(AVAILABLE RECORDS)
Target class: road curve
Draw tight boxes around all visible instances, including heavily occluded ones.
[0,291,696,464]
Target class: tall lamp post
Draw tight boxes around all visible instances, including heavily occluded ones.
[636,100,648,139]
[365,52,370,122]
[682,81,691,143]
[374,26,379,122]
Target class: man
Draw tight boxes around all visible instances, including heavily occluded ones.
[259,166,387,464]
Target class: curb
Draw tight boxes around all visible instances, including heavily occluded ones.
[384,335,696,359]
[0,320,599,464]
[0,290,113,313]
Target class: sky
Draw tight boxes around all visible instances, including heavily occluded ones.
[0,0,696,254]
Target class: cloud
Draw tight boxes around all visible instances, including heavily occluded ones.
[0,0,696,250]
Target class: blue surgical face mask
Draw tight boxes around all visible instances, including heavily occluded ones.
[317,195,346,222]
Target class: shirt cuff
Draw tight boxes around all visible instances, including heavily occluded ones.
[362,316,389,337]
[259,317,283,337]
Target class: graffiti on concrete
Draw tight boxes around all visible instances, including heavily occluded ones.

(TASK DESCRIPTION) Copy all of the entries above word for word, with nothing left out or changed.

(EXPECTED ANSWER)
Target class: road curve
Draw tight boxes around all visible instances, including heavily occluded ones.
[0,291,696,464]
Target class: tall lamp post
Draw tight boxes around all visible instances, including heavily occluded ones.
[636,100,648,139]
[365,52,370,122]
[682,81,691,143]
[374,26,379,122]
Target class: man
Draw tight boxes around all visible instances, including heavily occluded ones.
[259,166,387,464]
Target class: curb
Draw tight boxes around all visible instances, including heavily occluded ones.
[384,335,696,359]
[0,320,599,464]
[0,290,113,313]
Target class: sky
Draw tight boxes around all visible instances, including heavily occluded ones.
[0,0,696,254]
Target class: cloud
Draw tight boxes around all visible instances, including heavily occluded ones.
[0,0,696,250]
Target class: blue surgical face mask
Draw tight boxes around all visible instances, including heavily occluded ones.
[317,195,346,222]
Target class: shirt cuff
Draw tight boxes around all visible instances, including heavily occluded ones.
[362,316,389,337]
[259,317,283,337]
Target class: graffiti on concrete
Draw tight boxes around all visible instances, including heavily occluded ones.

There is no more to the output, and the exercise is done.